» **EXERCISE TASK**:
Repeat each entry word for word. Leave any images out of the copy.

(Extracted data entries)

____________________

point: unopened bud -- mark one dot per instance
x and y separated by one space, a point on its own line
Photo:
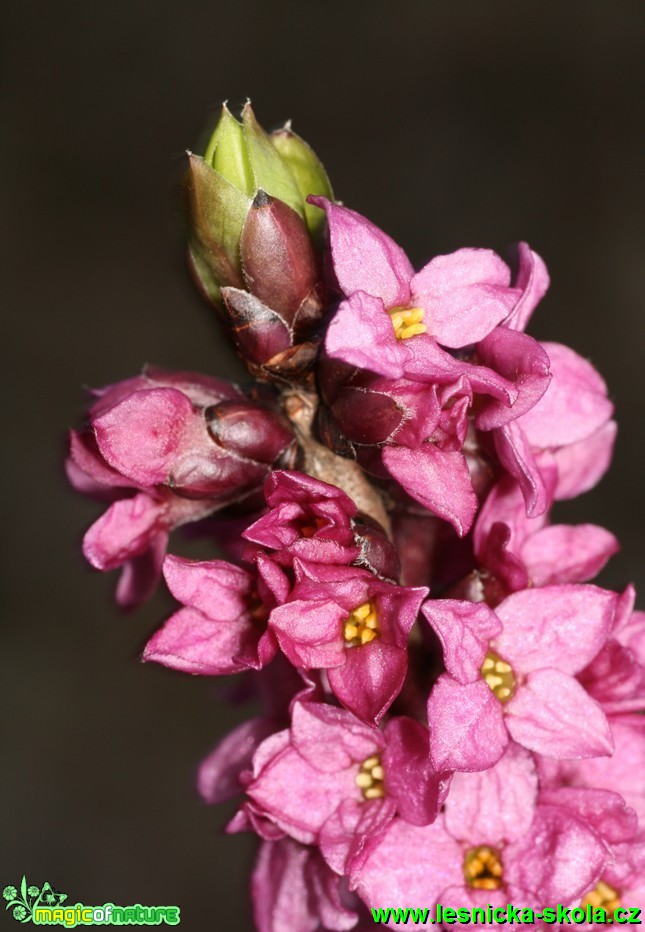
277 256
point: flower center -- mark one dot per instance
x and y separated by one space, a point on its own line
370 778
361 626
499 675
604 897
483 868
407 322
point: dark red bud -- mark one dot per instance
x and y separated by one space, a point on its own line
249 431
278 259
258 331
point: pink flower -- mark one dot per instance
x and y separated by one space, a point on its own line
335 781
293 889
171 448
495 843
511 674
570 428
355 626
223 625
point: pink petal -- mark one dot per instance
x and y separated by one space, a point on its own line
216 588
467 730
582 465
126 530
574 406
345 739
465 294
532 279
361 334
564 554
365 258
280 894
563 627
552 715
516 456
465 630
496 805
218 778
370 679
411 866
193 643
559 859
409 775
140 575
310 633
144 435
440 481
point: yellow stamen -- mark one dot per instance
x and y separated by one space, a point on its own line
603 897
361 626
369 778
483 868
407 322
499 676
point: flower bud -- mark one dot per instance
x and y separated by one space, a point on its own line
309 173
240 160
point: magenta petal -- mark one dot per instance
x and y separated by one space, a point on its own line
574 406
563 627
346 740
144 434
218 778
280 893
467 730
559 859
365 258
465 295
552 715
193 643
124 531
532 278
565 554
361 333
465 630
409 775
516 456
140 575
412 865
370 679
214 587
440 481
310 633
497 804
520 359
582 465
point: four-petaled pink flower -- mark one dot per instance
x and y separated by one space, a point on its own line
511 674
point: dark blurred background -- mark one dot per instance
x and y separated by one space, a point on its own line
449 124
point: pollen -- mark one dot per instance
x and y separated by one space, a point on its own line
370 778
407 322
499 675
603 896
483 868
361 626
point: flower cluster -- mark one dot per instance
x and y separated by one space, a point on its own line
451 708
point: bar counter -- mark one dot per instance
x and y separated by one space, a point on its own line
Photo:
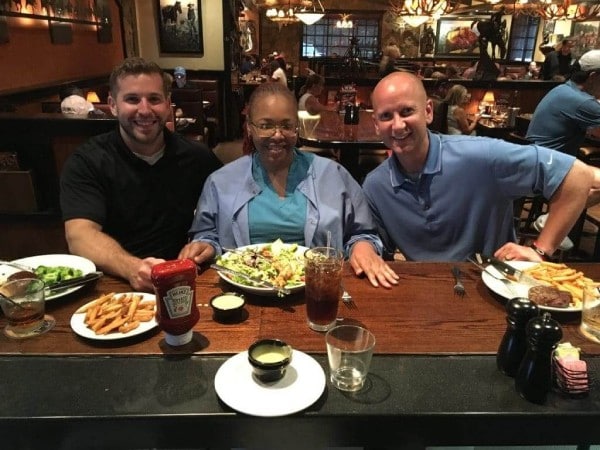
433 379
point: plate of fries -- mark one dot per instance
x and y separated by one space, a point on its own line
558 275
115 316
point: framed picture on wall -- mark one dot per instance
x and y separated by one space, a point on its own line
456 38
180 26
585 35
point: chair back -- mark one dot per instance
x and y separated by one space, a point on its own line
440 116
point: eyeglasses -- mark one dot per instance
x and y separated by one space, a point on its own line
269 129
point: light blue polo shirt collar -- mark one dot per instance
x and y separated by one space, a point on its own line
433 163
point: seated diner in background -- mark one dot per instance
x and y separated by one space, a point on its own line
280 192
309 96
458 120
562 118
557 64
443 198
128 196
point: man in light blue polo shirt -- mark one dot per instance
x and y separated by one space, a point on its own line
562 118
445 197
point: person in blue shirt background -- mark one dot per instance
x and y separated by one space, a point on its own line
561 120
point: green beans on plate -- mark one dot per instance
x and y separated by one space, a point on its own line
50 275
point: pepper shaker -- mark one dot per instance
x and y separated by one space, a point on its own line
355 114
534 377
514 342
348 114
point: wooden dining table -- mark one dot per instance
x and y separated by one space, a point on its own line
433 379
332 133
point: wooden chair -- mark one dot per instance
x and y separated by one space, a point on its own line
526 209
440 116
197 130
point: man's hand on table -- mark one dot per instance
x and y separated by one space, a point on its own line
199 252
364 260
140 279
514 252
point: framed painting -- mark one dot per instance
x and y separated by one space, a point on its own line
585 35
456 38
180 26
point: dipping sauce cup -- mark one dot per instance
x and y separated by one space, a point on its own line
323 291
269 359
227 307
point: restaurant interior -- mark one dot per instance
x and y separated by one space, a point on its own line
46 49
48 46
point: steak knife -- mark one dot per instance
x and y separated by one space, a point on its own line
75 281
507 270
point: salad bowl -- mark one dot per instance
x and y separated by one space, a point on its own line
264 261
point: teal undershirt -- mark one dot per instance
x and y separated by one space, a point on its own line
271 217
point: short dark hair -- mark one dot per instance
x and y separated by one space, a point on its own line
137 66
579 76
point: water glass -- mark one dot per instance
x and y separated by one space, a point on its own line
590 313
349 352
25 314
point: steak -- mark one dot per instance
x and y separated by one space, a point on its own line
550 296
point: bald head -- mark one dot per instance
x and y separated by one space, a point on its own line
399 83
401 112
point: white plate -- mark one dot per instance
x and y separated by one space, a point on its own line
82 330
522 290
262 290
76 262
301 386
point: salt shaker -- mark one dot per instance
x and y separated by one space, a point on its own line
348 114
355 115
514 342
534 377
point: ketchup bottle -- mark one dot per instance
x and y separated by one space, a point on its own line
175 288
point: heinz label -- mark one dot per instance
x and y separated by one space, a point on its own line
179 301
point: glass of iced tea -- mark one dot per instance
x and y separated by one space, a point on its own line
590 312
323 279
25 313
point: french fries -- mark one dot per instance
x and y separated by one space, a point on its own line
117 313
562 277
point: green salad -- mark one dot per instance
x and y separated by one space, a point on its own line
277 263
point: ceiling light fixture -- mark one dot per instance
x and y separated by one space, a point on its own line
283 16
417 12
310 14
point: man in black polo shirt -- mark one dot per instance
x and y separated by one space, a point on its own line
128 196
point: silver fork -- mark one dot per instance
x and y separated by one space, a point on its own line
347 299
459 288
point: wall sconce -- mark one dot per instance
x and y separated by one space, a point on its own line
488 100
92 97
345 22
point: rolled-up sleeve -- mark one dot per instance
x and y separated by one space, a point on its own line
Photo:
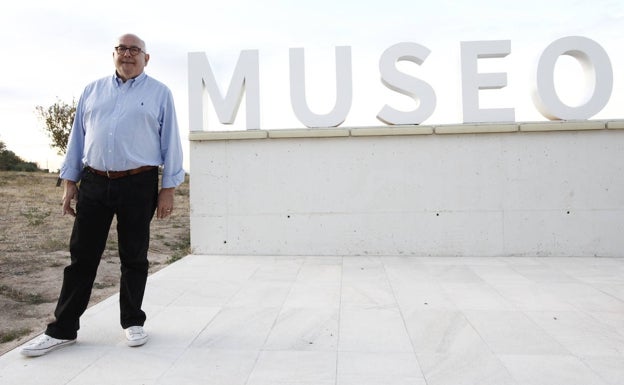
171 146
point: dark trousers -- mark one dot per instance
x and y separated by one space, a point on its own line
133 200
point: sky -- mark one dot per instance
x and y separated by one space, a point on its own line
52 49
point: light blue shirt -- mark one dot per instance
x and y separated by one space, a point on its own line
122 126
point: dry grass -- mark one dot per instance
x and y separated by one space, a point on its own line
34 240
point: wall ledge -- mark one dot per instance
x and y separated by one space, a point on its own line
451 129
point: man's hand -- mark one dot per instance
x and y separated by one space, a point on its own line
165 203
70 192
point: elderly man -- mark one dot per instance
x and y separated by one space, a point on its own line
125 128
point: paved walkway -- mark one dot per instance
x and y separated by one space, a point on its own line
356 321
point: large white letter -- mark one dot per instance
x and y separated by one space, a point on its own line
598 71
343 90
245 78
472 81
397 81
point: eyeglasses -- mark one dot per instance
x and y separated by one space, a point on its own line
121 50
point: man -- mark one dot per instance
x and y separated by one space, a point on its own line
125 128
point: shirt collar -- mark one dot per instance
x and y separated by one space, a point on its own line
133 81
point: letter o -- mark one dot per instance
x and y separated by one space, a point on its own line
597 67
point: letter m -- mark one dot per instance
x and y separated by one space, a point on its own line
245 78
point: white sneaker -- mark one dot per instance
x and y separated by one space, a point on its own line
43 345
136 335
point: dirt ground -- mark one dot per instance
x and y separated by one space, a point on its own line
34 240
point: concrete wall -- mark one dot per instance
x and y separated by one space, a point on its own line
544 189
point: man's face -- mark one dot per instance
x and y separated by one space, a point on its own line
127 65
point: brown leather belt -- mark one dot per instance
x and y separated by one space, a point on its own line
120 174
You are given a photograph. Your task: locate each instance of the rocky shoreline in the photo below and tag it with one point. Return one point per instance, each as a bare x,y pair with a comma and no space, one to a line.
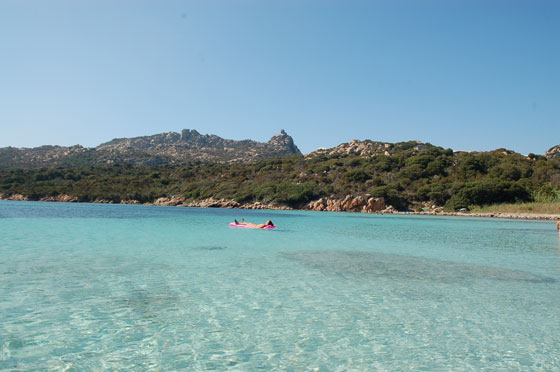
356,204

____________________

» **TASK ANSWER**:
point: unopened bud -- mark one dot per instance
x and y separated by one space, a point on its own line
Photo:
277 256
point: flower center -- mark one dot per instance
x and y separated by one space, a point on its own line
370 778
361 626
499 675
604 897
483 868
407 322
point: dark red bud -- mark one dot per instance
x and y separated by one space, a point on its own line
249 431
278 259
258 331
point: pink flower -- mark one dot per instance
x and y separated by one space, a point on its own line
335 781
293 889
171 448
495 843
511 674
570 428
355 626
223 625
point: pink petal -- mark one dot per instance
x and y separated by one space, a point on its own line
216 588
467 730
582 465
126 530
574 406
345 739
465 294
532 279
361 334
564 554
365 258
280 894
563 627
552 715
516 456
465 630
496 805
218 778
370 679
411 866
193 643
559 859
409 775
140 575
310 633
144 435
440 481
point: yellow stamen -- mark one dot per instance
x and y separated by one space, a point on its own line
603 897
361 626
369 778
483 868
407 322
499 676
point: flower bud -- mark one dot per instance
x and y separated by one space, a point on its own line
309 173
240 160
point: magenta petal -- mark one dot per instance
x and y separated by one space, a point on its own line
574 406
563 627
346 740
144 434
218 778
280 893
467 730
559 859
365 258
465 295
552 715
193 643
124 531
532 278
565 554
361 333
465 630
409 775
516 456
140 575
412 865
370 679
214 587
440 481
310 633
497 804
520 359
582 465
point: four-petaled pink flower -- mark one dot per instance
x and y separated by one space, a point on its own line
511 674
point: dark blurred background -- mark one dot per instance
x and y separated by one space, a point on its own line
449 124
point: pollen -- mark one dot per instance
x and y separated by one space, a point on its own line
370 778
407 322
499 675
603 896
483 868
361 626
point: flower cluster -- mark one dot per instance
x and y separated by one space, a point on its own line
451 708
point: bar counter -- mark one dot per instance
x and y separated by one space, a point on its own line
Photo:
433 379
point: plate of fries -- mark one dot per instance
x and y separated by one space, a point on its own line
558 275
115 316
point: framed picture on wall -- mark one dot per instance
x and y separated by one space, a point on its own line
456 38
180 26
585 35
point: chair back -- mark one dot per instance
x and y separated by one space, a point on its own line
440 116
point: eyeglasses -- mark one dot per instance
x and y separated by one space, a point on its own line
269 129
point: light blue polo shirt collar -- mark one dot per instance
x and y separated by one space, a point on its own line
433 163
point: seated diner in background -- mark one dot per instance
x and y separated by one space, a point on its own line
280 192
309 96
458 120
562 118
557 64
443 198
128 196
point: man in light blue polo shirt -- mark one dot per instance
x and y separated by one space, a point on its own line
562 118
445 197
point: person in blue shirt background -- mark one dot per instance
x and y separated by one space, a point on its own line
561 120
point: green beans on plate -- mark one dot per instance
x and y separated by one space, a point on its own line
50 275
point: pepper shaker -- mark one dot per instance
x and y separated by one space, a point on its own line
355 114
534 377
514 342
348 114
point: wooden dining table -- mark one dot per instance
x and y separated by one space, a point on its own line
433 379
332 133
point: wooden chair -- mark one dot per instance
x and y separated by one space, a point on its own line
526 209
440 116
197 130
point: man's hand on table -- mark one dot per instance
x and y separated by one space, a point on its own line
199 252
364 260
140 279
514 252
point: framed painting -- mark one dot per instance
x and y separated by one space, a point on its own line
585 35
456 38
180 26
point: dipping sauce cup -- mark one dot per instance
x and y separated by one space, a point on its own line
323 291
269 359
227 307
point: restaurant interior -- mark one dot per instance
x and y separated by one space, a point on its own line
46 49
48 46
point: steak knife -- mark one dot per instance
x and y separated by one space, a point on its own line
75 281
507 270
point: salad bowl -- mark one dot per instance
x and y separated by one space, a point on its own line
264 261
point: teal undershirt -- mark one dot per instance
x and y separated by one space, a point on its own line
271 217
point: short dark hair -- mark one dot per instance
x and y separated by one space, a point on its own line
137 66
579 76
point: water glass -- mark one dot per instance
x and y separated by one space, a point on its own line
590 313
349 352
25 314
point: steak -- mark one dot per instance
x and y separated by one space, a point on its own line
550 296
point: bald head -- mark one dot per instance
x and y separated by one space, a point on its own line
399 83
401 112
point: white plate -- mark one dot per instance
x and y separated by one space, a point on its own line
82 330
522 290
262 290
76 262
301 386
point: salt shaker -- mark one dot per instance
x and y separated by one space, a point on its own line
348 114
355 115
514 342
534 377
point: ketchup bottle -- mark one dot per instance
x and y separated by one space, a point on its own line
175 288
point: heinz label -- mark one dot per instance
x and y separated by one space, a point on its own line
179 301
point: glass of iced tea -- mark one dot per instance
x and y separated by one space, a point on its own line
590 312
323 279
25 313
point: french fries -- mark one dot per instance
x and y separated by one space, a point on its own line
117 313
562 277
point: green salad -- mark one dot per instance
x and y separated by one space, a point on its own line
277 263
point: ceiling light fixture -- mark one dot per instance
x and y separated by one space, a point on its own line
283 16
417 12
310 14
point: man in black polo shirt -- mark one dot per instance
x and y separated by one space, a point on its own line
128 196
point: silver fork -- mark one dot per instance
x and y separated by one space, a point on its own line
347 299
459 288
point: wall sconce -- mark one dot per instance
x and y separated by one space, a point on its own line
488 100
92 97
345 22
point: rolled-up sleeve -- mark one dot per instance
x and y separated by one space, a point on its own line
Photo:
171 146
point: dark trousers -- mark one dot per instance
x and y separated by one space, a point on its own line
133 200
point: sky -- mark one dot per instance
x and y separated by one space, a point on its own line
52 49
point: light blue shirt -- mark one dot per instance
x and y separated by one space, a point on its own line
122 126
point: dry grass -- mark one dot per instance
x and y separated by one space, a point on its own line
34 240
point: wall ledge -- mark one dot per instance
x and y separated by one space, a point on its own line
451 129
point: man's hand -- mark one dot per instance
x and y separated by one space, a point on its own line
165 203
70 192
point: elderly man -- mark one dot per instance
x and y separated by one space, a point on its own line
125 128
point: paved walkway -- mark one dot per instance
x and y separated by one space, a point on its own line
356 321
point: large white letter -- mark one dot per instance
x and y separated by one space, a point on its own line
598 71
343 90
245 78
472 81
397 81
point: eyeglasses -- mark one dot per instance
x and y separated by one space, a point on its own line
121 50
point: man -- mark one dot per instance
x and y separated by one space, a point on its own line
125 128
point: shirt collar -- mark one dot per instance
x and y separated by one space, a point on its own line
133 81
point: letter o -- mark one dot per instance
x and y separated by one space, a point on its own line
597 67
point: letter m -- mark one dot per instance
x and y separated by one space, a point on its own line
245 78
point: white sneaker -- mark one dot per instance
x and y separated by one space, a point on its own line
43 345
136 335
point: dirt ground -- mark one dot per instance
x and y separated by one space, a point on its own line
34 240
point: concrete wall -- mark one dot per instance
x and y separated by one space, a point on its own line
544 189
point: man's face -- mark one dot per instance
x and y separated by one space, a point on its own line
127 65
point: brown leather belt -- mark one dot per instance
x and y separated by one space, a point on its own line
120 174
You are given a photograph. Your task: locate each instance of the rocky shoreline in the photo below and tag it with one point. Return one point per instance, each as a bare x,y pair with a comma and no space, one to a line.
356,204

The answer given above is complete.